Philipp, Prince of Hohenlohe-Langenburg (Philipp Gottfried Alexander; born 20 January 1970), is the head of the House of Hohenlohe-Langenburg, since the death of his father in 2004.

Early life and ancestry 
He was born in Crailsheim, West Germany, the middle child and only son of Kraft, Prince of Hohenlohe-Langenburg (1935–2004) and his first wife, Princess Charlotte of Croÿ (b. 1938). Paternally, he is a grandson of Princess Margarita of Greece and Denmark, and a grandnephew of Prince Philip, Duke of Edinburgh, whose funeral he attended. Anne, Princess Royal is one of his godmothers. Queen Elizabeth II. regularly invited him to Royal Ascot and the winter hunt at Sandringham House. With his wife Saskia and sister Xenia, he attended the state funeral of Queen Elizabeth II at Westminster Abbey, London, on 19 September, 2022. Maternally, he is the grandson of Prince Alexander of Croy (1912–2002) and his Scottish wife, Anna Elspeth Campbell (1917–1986), granddaughter of Archibald Campbell, 6th of Glendaruel.

His decision to set up 24 large wind turbines in his forest is controversial. He sought public support from (then) Charles, Prince of Wales, the current King Charles III, and from former vice chancellor and foreign minister Joschka Fischer of the Green Party, who both attended a conference at Langenburg Castle in 2013. Together with Fischer he founded the Langenburg Forum for Sustainability which cooperates with Charles' International Sustainability Unit

Langenburg castle is partially open to the public, including the state rooms and an oldtimer museum.

# [SHORT EXERCISE]
Translate this sentence from the text on Philipp, Prince of Hohenlohe-Langenburg into German: "His decision to set up 24 large wind turbines in his forest is controversial."

# [Point placement listing]
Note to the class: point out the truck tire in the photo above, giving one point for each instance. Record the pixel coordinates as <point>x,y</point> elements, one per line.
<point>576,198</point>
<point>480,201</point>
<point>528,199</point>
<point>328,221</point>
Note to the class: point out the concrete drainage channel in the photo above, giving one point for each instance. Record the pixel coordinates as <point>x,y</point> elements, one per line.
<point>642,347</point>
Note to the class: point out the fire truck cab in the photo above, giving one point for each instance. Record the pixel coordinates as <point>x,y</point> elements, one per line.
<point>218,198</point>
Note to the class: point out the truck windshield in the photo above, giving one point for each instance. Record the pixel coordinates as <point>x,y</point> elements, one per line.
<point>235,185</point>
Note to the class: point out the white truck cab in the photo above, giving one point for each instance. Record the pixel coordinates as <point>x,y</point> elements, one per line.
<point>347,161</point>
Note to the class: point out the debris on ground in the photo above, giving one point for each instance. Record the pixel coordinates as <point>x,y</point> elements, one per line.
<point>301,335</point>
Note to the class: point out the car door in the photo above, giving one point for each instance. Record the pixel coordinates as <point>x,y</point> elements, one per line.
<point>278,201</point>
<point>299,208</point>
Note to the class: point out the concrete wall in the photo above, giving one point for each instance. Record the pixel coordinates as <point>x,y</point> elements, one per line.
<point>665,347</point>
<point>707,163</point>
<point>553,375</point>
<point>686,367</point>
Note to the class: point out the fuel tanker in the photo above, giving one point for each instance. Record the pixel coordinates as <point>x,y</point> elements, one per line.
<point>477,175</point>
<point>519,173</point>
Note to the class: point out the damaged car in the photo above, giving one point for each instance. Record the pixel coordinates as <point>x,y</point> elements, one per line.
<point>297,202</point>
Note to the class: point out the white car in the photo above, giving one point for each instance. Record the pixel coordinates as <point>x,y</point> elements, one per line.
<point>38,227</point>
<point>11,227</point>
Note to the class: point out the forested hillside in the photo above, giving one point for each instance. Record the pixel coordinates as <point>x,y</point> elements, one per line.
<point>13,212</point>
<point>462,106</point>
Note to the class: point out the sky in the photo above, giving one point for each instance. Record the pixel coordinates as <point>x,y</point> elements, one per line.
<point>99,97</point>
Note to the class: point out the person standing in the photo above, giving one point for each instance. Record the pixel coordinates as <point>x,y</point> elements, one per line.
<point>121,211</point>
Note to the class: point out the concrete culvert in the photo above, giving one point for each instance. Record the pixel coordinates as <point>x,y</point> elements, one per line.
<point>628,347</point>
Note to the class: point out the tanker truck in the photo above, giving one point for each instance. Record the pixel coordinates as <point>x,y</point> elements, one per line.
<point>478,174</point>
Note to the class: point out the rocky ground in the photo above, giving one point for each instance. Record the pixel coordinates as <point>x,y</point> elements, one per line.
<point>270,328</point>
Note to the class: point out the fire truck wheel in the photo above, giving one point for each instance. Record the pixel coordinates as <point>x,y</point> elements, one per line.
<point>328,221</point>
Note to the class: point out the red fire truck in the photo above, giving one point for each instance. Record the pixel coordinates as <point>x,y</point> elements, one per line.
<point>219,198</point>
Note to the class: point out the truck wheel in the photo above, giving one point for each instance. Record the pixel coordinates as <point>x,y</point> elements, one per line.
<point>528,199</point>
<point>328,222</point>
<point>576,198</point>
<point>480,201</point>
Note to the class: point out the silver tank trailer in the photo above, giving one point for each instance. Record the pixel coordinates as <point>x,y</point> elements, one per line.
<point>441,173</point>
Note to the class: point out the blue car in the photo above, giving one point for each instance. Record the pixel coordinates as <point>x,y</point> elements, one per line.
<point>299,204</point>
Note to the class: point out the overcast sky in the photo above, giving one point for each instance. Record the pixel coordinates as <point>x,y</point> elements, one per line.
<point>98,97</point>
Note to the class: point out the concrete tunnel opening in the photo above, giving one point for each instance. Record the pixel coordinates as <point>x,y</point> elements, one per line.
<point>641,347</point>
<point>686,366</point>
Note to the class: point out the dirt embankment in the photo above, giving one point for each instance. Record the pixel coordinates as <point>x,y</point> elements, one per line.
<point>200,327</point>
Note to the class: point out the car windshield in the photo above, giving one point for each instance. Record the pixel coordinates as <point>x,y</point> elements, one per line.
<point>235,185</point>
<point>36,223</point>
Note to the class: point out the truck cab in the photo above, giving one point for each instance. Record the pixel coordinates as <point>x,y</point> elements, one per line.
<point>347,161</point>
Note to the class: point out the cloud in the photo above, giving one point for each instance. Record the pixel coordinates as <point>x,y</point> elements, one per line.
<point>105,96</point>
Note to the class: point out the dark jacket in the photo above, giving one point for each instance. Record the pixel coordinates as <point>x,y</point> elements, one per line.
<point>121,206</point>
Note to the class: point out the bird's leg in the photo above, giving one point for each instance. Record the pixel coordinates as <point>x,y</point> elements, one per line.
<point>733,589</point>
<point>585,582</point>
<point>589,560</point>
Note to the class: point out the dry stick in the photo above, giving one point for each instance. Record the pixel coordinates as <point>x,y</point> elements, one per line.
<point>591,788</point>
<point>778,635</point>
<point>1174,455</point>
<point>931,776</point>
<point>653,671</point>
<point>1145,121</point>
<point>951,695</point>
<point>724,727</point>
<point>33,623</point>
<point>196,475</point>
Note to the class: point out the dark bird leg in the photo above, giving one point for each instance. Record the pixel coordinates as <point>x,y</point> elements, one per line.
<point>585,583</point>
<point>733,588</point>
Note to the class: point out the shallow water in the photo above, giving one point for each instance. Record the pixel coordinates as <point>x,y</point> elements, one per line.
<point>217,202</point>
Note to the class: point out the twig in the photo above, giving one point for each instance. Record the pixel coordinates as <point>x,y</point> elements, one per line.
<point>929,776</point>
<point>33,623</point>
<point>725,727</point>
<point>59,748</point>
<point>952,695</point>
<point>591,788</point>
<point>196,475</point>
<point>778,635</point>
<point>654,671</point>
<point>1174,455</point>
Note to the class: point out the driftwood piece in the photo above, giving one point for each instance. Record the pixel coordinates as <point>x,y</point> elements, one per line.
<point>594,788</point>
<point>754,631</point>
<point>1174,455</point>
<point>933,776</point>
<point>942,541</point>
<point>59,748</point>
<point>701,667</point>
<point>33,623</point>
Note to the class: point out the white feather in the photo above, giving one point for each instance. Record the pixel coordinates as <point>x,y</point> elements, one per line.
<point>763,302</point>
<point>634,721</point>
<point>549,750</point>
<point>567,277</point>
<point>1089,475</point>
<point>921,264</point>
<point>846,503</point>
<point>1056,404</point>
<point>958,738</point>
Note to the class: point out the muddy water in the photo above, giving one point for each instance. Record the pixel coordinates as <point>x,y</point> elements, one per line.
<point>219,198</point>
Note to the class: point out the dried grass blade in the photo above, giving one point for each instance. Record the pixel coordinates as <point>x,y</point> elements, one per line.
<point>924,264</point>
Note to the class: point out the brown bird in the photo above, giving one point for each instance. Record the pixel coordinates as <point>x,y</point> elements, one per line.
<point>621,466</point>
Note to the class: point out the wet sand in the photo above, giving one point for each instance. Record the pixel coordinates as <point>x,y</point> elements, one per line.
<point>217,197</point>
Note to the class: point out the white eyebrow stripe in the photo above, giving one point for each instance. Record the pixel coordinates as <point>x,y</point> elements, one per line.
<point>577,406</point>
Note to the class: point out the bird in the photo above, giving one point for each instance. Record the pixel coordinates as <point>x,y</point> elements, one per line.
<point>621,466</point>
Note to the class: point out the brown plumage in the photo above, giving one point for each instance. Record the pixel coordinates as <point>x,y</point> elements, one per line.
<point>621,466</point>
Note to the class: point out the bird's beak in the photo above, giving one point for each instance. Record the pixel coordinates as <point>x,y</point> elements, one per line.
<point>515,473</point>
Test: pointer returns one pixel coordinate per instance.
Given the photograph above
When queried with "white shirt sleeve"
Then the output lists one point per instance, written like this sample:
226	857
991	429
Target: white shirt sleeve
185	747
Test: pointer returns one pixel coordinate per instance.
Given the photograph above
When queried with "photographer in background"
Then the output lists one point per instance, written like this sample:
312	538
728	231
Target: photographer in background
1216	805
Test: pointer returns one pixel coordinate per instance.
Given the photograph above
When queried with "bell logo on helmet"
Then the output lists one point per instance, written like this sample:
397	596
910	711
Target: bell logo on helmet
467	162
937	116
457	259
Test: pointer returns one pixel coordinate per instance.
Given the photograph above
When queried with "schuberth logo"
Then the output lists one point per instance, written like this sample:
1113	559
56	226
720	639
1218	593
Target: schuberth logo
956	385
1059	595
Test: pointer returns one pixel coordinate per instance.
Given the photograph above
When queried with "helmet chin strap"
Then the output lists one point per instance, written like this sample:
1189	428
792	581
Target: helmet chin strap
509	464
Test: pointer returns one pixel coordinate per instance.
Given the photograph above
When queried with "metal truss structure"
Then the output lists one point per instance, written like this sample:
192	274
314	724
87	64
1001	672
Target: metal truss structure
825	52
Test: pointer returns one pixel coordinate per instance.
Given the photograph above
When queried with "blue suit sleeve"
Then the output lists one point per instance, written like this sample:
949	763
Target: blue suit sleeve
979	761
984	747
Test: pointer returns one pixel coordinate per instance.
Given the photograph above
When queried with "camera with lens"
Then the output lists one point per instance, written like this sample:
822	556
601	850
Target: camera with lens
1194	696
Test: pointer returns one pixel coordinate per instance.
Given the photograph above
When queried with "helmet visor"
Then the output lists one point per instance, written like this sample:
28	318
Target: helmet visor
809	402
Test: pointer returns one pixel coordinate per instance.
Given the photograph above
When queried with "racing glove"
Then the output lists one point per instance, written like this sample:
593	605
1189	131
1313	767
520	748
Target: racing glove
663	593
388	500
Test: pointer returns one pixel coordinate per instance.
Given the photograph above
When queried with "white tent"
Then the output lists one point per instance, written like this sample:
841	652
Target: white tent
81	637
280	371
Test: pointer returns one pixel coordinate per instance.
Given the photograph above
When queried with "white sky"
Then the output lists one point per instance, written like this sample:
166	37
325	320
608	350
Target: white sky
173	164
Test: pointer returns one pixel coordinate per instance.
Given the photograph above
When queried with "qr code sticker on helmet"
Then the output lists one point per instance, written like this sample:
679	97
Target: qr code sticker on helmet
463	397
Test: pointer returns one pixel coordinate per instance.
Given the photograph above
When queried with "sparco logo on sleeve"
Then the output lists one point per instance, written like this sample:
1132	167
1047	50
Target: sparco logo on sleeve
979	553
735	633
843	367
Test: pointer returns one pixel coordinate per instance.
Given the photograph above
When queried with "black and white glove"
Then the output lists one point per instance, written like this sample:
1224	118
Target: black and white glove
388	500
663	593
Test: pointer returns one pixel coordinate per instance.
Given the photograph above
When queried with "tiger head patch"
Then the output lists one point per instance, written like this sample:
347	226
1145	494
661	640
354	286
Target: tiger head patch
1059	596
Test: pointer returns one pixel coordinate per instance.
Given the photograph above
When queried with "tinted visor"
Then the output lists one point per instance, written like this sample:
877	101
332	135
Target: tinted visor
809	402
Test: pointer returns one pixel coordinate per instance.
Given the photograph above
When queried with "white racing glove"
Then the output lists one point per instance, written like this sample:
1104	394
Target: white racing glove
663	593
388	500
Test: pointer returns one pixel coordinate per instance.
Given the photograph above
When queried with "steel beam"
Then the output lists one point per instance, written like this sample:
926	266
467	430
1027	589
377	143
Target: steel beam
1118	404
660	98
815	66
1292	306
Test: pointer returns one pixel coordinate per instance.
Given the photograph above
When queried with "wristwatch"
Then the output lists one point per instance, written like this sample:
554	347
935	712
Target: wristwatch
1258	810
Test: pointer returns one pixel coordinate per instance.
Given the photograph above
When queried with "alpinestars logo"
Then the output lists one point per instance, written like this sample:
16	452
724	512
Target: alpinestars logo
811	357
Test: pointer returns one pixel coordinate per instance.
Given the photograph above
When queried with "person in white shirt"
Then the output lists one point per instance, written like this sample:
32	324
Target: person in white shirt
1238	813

# [RESPONSE FOR THIS EXERCISE]
Seine Entscheidung, 24 große Windkraftanlagen in seinem Wald zu errichten, ist umstritten.